━━ DATA SUPPLIED
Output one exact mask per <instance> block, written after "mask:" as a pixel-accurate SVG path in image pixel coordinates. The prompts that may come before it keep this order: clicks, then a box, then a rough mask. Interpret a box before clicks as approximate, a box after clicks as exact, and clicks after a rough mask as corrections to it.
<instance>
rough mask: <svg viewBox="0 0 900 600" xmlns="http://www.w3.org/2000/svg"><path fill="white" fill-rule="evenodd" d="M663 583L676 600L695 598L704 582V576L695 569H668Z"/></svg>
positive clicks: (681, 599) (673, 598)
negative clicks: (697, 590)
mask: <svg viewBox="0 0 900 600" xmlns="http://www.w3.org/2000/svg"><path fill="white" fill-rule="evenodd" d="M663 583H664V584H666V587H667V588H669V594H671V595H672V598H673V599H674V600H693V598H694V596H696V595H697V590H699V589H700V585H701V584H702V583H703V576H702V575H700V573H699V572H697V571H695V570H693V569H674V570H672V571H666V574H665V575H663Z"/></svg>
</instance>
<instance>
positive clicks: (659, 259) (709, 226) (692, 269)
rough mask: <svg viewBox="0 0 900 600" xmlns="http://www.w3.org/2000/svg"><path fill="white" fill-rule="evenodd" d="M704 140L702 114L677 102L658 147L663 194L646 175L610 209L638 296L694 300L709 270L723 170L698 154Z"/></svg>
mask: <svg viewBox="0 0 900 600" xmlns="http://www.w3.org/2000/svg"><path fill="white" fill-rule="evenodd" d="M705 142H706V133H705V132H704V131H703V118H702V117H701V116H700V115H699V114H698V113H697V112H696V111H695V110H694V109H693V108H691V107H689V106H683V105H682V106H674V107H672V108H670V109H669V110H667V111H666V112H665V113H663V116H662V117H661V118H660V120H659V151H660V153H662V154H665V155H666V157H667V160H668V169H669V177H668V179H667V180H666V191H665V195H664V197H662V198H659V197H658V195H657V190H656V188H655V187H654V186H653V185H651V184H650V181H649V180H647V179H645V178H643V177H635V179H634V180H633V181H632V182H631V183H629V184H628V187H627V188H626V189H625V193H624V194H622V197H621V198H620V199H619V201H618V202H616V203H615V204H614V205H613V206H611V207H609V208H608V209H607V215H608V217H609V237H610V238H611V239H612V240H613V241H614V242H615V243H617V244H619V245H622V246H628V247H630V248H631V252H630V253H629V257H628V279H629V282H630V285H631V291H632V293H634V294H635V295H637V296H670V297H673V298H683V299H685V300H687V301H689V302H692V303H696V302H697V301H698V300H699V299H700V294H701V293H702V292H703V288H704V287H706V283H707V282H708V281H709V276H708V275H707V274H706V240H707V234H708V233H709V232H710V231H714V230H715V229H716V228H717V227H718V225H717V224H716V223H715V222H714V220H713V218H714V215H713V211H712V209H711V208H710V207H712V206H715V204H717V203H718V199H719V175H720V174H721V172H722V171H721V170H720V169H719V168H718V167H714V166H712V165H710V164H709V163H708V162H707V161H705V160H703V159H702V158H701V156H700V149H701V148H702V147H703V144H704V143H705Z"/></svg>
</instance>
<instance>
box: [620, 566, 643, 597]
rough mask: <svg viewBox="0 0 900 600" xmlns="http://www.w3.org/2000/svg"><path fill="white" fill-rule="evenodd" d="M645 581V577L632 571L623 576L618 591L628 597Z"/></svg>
━━━━
=== WHAT TO WORK ON ===
Your response should consist of the data above, duplicated exactly.

=== ANSWER AREA ===
Output one exact mask per <instance> block, written after "mask:" as a pixel-accurate SVG path in image pixel coordinates. The prompts that may come before it keep this order: clicks, then a box, then a rough mask. Interpret a box before clicks as approximate, a box after clicks as exact, and clicks after a rough mask as corrections to it.
<instance>
rough mask: <svg viewBox="0 0 900 600" xmlns="http://www.w3.org/2000/svg"><path fill="white" fill-rule="evenodd" d="M663 583L676 600L695 598L704 582V576L695 569H668Z"/></svg>
positive clicks: (681, 599) (673, 598)
negative clicks: (697, 590)
mask: <svg viewBox="0 0 900 600" xmlns="http://www.w3.org/2000/svg"><path fill="white" fill-rule="evenodd" d="M663 583H664V584H666V587H667V588H669V594H671V595H672V598H673V599H674V600H693V598H694V596H696V595H697V590H699V589H700V585H701V584H702V583H703V576H702V575H700V573H699V572H697V571H695V570H693V569H674V570H672V571H666V574H665V575H663Z"/></svg>
</instance>
<instance>
positive clicks: (659, 259) (709, 226) (692, 269)
rough mask: <svg viewBox="0 0 900 600" xmlns="http://www.w3.org/2000/svg"><path fill="white" fill-rule="evenodd" d="M704 140L702 114L677 102L658 147L663 194L646 175L610 209L638 296L694 300L709 270L723 170L698 154Z"/></svg>
mask: <svg viewBox="0 0 900 600" xmlns="http://www.w3.org/2000/svg"><path fill="white" fill-rule="evenodd" d="M705 142H706V133H705V132H704V131H703V118H702V117H701V116H700V115H699V114H698V113H697V112H696V111H695V110H694V109H693V108H691V107H689V106H683V105H682V106H674V107H672V108H670V109H669V110H667V111H666V112H665V113H663V116H662V117H661V118H660V120H659V151H660V153H662V154H665V155H666V157H667V160H668V169H669V177H668V179H667V180H666V191H665V195H664V197H662V198H659V197H658V195H657V190H656V188H655V187H654V186H653V185H651V184H650V181H649V180H647V179H645V178H643V177H635V179H634V180H633V181H632V182H631V183H629V184H628V187H627V188H626V189H625V193H624V194H622V197H621V198H620V199H619V201H618V202H616V203H615V204H614V205H613V206H611V207H609V208H608V209H607V215H608V217H609V237H610V238H611V239H612V240H613V241H614V242H615V243H617V244H619V245H622V246H628V247H630V248H631V252H630V253H629V257H628V279H629V282H630V285H631V291H632V293H634V294H635V295H637V296H670V297H673V298H683V299H685V300H687V301H689V302H692V303H696V302H697V301H698V300H699V299H700V294H701V293H702V292H703V288H704V287H706V283H707V282H708V281H709V276H708V275H707V274H706V240H707V234H708V233H709V232H710V231H714V230H715V229H716V228H717V227H718V225H717V224H716V223H715V222H714V220H713V218H714V215H713V211H712V209H711V208H710V207H712V206H715V204H717V203H718V199H719V175H720V174H721V172H722V171H721V170H720V169H719V168H718V167H714V166H712V165H710V164H709V163H708V162H707V161H705V160H703V159H702V158H701V156H700V149H701V148H702V147H703V144H704V143H705Z"/></svg>
</instance>
<instance>
box: [620, 566, 643, 597]
rough mask: <svg viewBox="0 0 900 600" xmlns="http://www.w3.org/2000/svg"><path fill="white" fill-rule="evenodd" d="M645 581V577L632 571L623 576L618 591L628 597Z"/></svg>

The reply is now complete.